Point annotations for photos
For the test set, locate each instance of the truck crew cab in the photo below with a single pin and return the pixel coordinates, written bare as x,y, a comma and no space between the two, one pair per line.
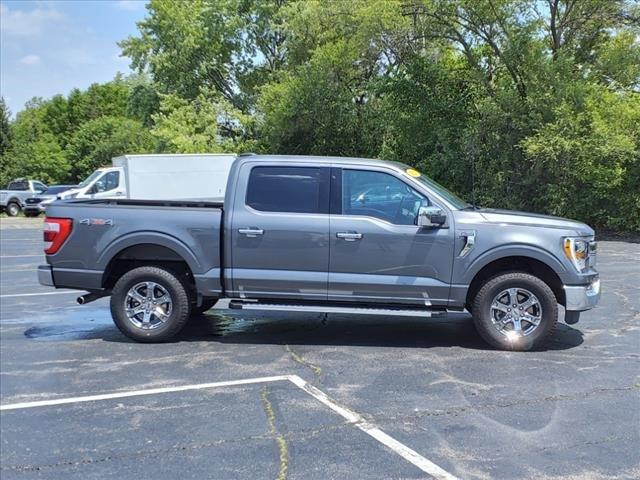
328,235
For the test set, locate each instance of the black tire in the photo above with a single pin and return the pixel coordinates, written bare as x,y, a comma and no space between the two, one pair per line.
13,209
174,287
207,303
485,326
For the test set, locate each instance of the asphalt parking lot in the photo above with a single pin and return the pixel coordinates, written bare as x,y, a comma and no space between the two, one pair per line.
303,396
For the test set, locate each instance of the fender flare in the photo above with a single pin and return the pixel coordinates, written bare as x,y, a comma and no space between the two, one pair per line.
149,237
514,250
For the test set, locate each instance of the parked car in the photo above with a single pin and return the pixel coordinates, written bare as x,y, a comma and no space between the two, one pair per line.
159,177
12,198
37,204
293,235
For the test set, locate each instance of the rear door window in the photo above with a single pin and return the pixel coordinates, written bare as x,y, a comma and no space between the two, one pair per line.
20,185
289,189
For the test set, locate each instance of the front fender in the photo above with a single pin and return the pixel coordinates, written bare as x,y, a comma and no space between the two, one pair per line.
513,250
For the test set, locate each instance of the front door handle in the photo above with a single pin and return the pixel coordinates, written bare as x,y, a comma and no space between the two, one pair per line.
251,231
349,236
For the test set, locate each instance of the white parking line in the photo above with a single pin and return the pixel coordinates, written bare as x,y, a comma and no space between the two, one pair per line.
352,417
10,295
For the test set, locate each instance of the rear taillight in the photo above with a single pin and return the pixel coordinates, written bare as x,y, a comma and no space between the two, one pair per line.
56,231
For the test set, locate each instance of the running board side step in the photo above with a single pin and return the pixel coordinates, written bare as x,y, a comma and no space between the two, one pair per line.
283,307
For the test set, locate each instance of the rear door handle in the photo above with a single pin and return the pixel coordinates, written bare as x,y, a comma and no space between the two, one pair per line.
251,231
349,236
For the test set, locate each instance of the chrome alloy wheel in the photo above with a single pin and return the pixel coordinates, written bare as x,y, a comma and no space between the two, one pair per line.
516,312
148,305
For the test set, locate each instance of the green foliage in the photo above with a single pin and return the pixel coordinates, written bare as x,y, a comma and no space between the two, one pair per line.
5,128
97,141
36,152
209,123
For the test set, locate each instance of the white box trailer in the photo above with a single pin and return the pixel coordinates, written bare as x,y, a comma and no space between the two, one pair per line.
159,177
175,177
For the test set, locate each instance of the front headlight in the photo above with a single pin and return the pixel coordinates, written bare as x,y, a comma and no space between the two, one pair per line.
577,251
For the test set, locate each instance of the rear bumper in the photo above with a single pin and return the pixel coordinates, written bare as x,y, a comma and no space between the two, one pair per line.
45,276
34,208
78,279
582,297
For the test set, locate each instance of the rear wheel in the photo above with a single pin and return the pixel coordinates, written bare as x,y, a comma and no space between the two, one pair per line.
150,304
515,311
13,209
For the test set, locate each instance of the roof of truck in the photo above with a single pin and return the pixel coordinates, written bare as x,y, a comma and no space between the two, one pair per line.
324,160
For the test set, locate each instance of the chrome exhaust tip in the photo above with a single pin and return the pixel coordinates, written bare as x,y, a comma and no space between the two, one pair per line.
90,297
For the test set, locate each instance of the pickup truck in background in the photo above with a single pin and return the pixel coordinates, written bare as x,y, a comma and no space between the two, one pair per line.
322,234
12,199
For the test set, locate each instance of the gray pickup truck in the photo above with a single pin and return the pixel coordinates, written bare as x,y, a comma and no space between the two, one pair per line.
322,234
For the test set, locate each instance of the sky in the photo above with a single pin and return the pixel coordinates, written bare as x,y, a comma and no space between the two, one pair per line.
50,47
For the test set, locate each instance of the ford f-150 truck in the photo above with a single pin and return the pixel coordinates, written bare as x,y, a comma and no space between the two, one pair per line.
322,234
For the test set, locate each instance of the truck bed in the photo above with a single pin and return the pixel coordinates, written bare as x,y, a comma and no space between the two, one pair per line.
109,230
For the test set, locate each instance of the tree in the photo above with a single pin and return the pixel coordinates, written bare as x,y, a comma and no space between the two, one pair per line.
207,124
36,152
97,141
5,128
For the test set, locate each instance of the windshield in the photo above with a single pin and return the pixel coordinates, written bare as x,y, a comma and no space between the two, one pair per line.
57,189
449,196
90,178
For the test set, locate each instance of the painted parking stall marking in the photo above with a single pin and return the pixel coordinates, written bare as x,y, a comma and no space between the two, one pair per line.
351,416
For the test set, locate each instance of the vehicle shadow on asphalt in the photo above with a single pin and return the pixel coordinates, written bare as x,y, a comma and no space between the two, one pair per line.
351,331
231,327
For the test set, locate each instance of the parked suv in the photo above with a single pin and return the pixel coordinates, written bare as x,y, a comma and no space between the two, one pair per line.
12,199
37,204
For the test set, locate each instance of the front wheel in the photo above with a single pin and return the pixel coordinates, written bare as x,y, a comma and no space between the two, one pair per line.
150,304
515,311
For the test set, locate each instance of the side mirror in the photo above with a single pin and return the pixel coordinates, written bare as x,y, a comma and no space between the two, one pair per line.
430,217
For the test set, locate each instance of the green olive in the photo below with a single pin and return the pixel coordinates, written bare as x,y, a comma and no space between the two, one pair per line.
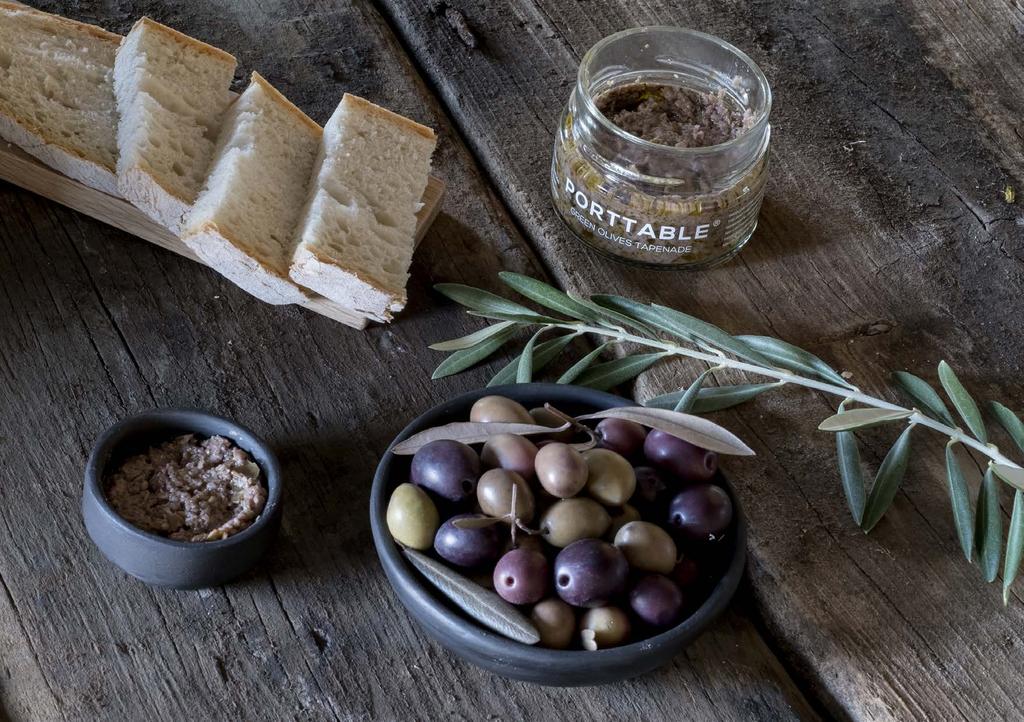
507,451
572,519
555,622
494,494
647,547
610,478
412,517
560,469
622,516
603,627
491,409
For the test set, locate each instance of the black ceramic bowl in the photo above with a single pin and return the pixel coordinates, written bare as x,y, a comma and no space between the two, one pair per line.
162,561
495,652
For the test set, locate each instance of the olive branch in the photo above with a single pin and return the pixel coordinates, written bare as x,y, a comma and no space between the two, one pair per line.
672,333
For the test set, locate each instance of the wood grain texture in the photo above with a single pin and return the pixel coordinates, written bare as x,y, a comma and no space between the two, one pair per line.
96,328
22,169
884,244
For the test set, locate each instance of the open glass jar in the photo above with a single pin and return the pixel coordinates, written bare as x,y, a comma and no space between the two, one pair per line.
653,204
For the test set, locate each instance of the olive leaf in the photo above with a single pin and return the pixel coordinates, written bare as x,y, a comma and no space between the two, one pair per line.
482,604
862,419
581,366
457,344
543,354
960,499
548,296
1010,422
988,533
1015,546
462,359
609,374
887,480
469,432
922,392
963,401
694,429
791,357
850,471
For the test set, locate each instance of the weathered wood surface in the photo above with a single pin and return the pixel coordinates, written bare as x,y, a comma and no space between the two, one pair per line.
95,327
884,244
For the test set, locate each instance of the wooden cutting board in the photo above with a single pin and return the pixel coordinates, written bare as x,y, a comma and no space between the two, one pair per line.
25,171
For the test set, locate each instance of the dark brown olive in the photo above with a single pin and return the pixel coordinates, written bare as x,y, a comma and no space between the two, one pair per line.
491,409
560,469
609,477
494,494
507,451
572,519
647,547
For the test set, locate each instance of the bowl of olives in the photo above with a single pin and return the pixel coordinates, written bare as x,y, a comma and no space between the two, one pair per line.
555,548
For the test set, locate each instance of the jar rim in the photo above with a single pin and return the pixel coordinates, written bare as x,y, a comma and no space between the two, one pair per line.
584,81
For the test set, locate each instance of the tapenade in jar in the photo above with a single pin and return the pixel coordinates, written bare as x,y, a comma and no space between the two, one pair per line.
662,154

- Required work:
Could you rewrite every line of the data above as a JSON list of strings, one string per line, with blank lines and the pictures left out?

- Correct response:
[
  "For the test set, locate each instance of the truck crew cab in the photo below with a single pin and return the pixel coordinates, written bare as x,y, a comma and no space between the two, one pair per line.",
  "328,235",
  "For the test set, locate each instance of the black tire in the photo above with a single pin and return the pixel coordinates, written bare as x,y, a comma and no space between the two, one pair per line.",
  "13,209",
  "174,287",
  "207,303",
  "485,326",
  "For the test set, locate each instance of the asphalt parking lot in the photo above with a single pin and return the pixel coordinates, written bare as x,y, a comma and no space between the two, one pair per line.",
  "303,396",
  "For the test set, locate each instance of the fender flare in the photo above with a single pin and return the pixel coordinates, written bare as x,y, a comma and no space between the two, one pair per line.",
  "149,237",
  "514,250",
  "For the test set, locate each instance of the parked car in the photo above with a single pin and return the pixel coordinates, written bare as x,y, a comma and no space between the two, one pair per line.",
  "159,177",
  "12,198",
  "37,204",
  "293,235",
  "For the test set, locate each instance of the rear door window in the photo above with a single pin and return the pixel coordinates, written bare as x,y, a comma and no space between the two, one pair per line.",
  "20,185",
  "289,189",
  "For the test set, locate each instance of the front fender in the photo above with a single pin and return the pixel coordinates, written bare as x,y, a comma and no space between the two, one pair per line.",
  "513,250",
  "For the test set, locate each instance of the front door handle in the photo above with a single pin and return the pixel coordinates, written bare as x,y, a comma and no space between the two, one pair per line.",
  "251,231",
  "349,236",
  "For the test set, locate each instance of the white parking line in the photo above with a single pin and return the pixel coordinates, written bare as x,y, a comma and no space between the two, one pair per line.",
  "352,417",
  "10,295",
  "For the test set, locate each instance of the rear taillight in the photo above with a single pin and return the pixel coordinates, written bare as x,y, a comma and no space between the two, one pair per line.",
  "56,231",
  "For the test set, locate each instance of the running board side step in the photo above with a single pin and return the pixel coordinates, written bare as x,y, a comma and no space between the two, one pair per line.",
  "283,307",
  "For the test set, locate each instance of the rear door handle in the photo above with a single pin and return the pixel coordinates, written bare as x,y, a comma and no space between the two, one pair per line.",
  "251,231",
  "349,236",
  "For the test set, locate each instance of the chrome alloy wheel in the photo above with a single pin and return the pixel coordinates, written bare as x,y, a comma and no space between the two, one pair per line.",
  "516,312",
  "148,305",
  "For the test set, locate each instance of the green foliage in the photo above with a single pin and return the pixel coordinates, written bare as x,y, a comma and no space between the two, one pair per line.",
  "5,128",
  "97,141",
  "36,152",
  "209,123",
  "For the test set, locate each instance of the white box trailer in the photo above with a single pin and return the pixel coordinates, written bare as x,y, a comma and no space between the two, one pair per line.",
  "159,177",
  "175,177",
  "For the test set, locate each instance of the front headlight in the photo above with a single pin and return the pixel coordinates, written bare as x,y, a comma and no space between the two, one pair per line.",
  "577,251",
  "For the test set, locate each instance of the rear bumper in the photo above with a single pin and return the pixel coordinates, written bare as x,y, a comma and no space between the two, one pair per line.",
  "45,276",
  "34,208",
  "78,279",
  "582,297",
  "For the test set, locate each instance of the rear wheel in the photo above with a single pin and return the pixel coordinates, written bare as x,y, a comma and no space between the two, one pair per line.",
  "150,304",
  "515,311",
  "13,209",
  "For the test set, locate each instance of the roof of truck in the photo above with a single pin and return the pixel coordinates, written bare as x,y, a comma and no space between the two, one pair per line.",
  "324,160",
  "For the test set, locate each instance of the chrome exhaust tip in the photo above with a single pin and return the pixel coordinates, written bare as x,y, a comma and no space between the two, one pair per line.",
  "90,297",
  "For the test set, locate each instance of the pickup truck in background in the photo above with a single pin and return the pixel coordinates, written bare as x,y, a comma and no space between the two, one pair per line.",
  "322,234",
  "12,199",
  "For the test set, locate each instance of the gray pickup truck in the photo above with a single pin and return the pixel coordinates, written bare as x,y, a comma and no space between the two, one pair per line.",
  "322,234",
  "For the test set, locate each instance of the sky in the photo above with a single pin and return the pixel coordinates, written bare as x,y, a comma and no space between the two, one pair per line.",
  "50,47",
  "For the test set, locate each instance of the ford f-150 truck in the photo above with a single pin and return the pixel coordinates, written bare as x,y, a comma and no space between the two, one pair per line.",
  "322,234",
  "For the test set, locate each instance of the truck bed in the photo above with a single pin and return the pixel coordinates, written bare as x,y, a comma and no space between the two, one pair per line.",
  "109,230",
  "For the test set, locate each instance of the tree in the photo above with a single pin and return the pixel coordinates, written bare as x,y, a comma and no space between the two, one pair per line.",
  "207,124",
  "36,152",
  "97,141",
  "5,128",
  "For the test set, locate each instance of the windshield in the photo above with a single pin and return the pixel coordinates, written bare as x,y, a comma and no space between the two, one pair per line.",
  "57,189",
  "449,196",
  "90,178",
  "For the test set, locate each instance of the painted parking stall marking in the photo above with a single pin and return the pixel coordinates, written bare as x,y, a comma and no space between the two, one pair per line.",
  "351,416",
  "For the test set, locate each instance of the vehicle shadow on asphalt in the photo above with a single pin and return the pixel coordinates, written bare as x,y, a comma and no space between the two, one pair per line.",
  "351,331",
  "231,327",
  "For the test set, locate each instance of the parked suv in the photo above with a single pin and return the pixel coordinates, written bare as x,y, a comma and no space between the two, one pair per line.",
  "12,199",
  "37,204",
  "For the test set, locate each instance of the front wheel in the photo above with a single pin and return the pixel coordinates, written bare as x,y, a comma and no space between the two, one pair per line.",
  "150,304",
  "515,311",
  "For the test set, locate each instance of the side mirror in the photo above with a single pin and return the pixel coordinates, written bare as x,y, a comma and no space between the two, one pair per line.",
  "430,217",
  "For the test set, locate each instance of the green olive in the photo below with a single pin and return the pixel coordinates, written bare as x,y, a comma and no space between the two, one pair per line.",
  "507,451",
  "572,519",
  "555,622",
  "494,494",
  "647,547",
  "610,478",
  "412,517",
  "560,469",
  "622,516",
  "603,627",
  "491,409",
  "For the test set, locate each instance of the black ceramic bowl in the photo above with a single pin and return the pixel coordinates, written bare as x,y, a comma and no space between the two, one pair per line.",
  "162,561",
  "495,652",
  "For the test set, locate each instance of the olive branch in the photo above with a single pin and return the pixel coordinates, written bare as x,y, a comma and no space between the two, one pair per line.",
  "672,333",
  "For the test set, locate each instance of the wood grain texture in the photo above with a single pin and return the pixel coordinates, written bare as x,y, a comma and no space between the two, one pair per line.",
  "96,328",
  "22,169",
  "884,244",
  "For the test set, locate each instance of the open glass jar in the photo above with a single pin and return the pixel coordinates, written bare as x,y, a comma and no space between the two, one pair per line.",
  "653,204",
  "For the test set, locate each instance of the olive leaf in the photo above with a single pin and return the pixel coordinates, written bare as x,y, a comma and no space between the two, one pair per line.",
  "482,604",
  "862,419",
  "581,366",
  "457,344",
  "543,354",
  "960,499",
  "548,296",
  "1010,422",
  "988,533",
  "1015,546",
  "462,359",
  "609,374",
  "887,480",
  "469,432",
  "922,392",
  "963,401",
  "694,429",
  "791,357",
  "850,471",
  "For the test set, locate each instance of the weathered wood surface in the photo above with a single pin and return the pixel coordinates, written bare as x,y, a comma and no space between the two, one pair per line.",
  "95,327",
  "884,244",
  "For the test set, locate each instance of the wooden cutting board in the photo above with a single pin and return the pixel coordinates, written bare as x,y, a comma and no space between the two, one pair per line.",
  "25,171",
  "For the test set, locate each instance of the dark brown olive in the photo above with a single pin and return the pixel coordinates, written bare as x,y, a comma and no space between the two, one pair per line.",
  "491,409",
  "560,469",
  "609,477",
  "494,494",
  "507,451",
  "572,519",
  "647,547",
  "For the test set, locate each instance of the bowl of olives in the photo above with a single pin and return the pixel coordinates, written bare as x,y, a comma and no space between the two, one pair per line.",
  "555,548",
  "For the test set, locate each instance of the jar rim in the photo above with a single pin and return the pixel coordinates, written bare as x,y, a comma and no space between the two, one pair per line.",
  "584,81",
  "For the test set, locate each instance of the tapenade in jar in the photo above with a single pin and return the pixel coordinates, written bare as x,y, a comma and no space between the two, one pair per line.",
  "662,154"
]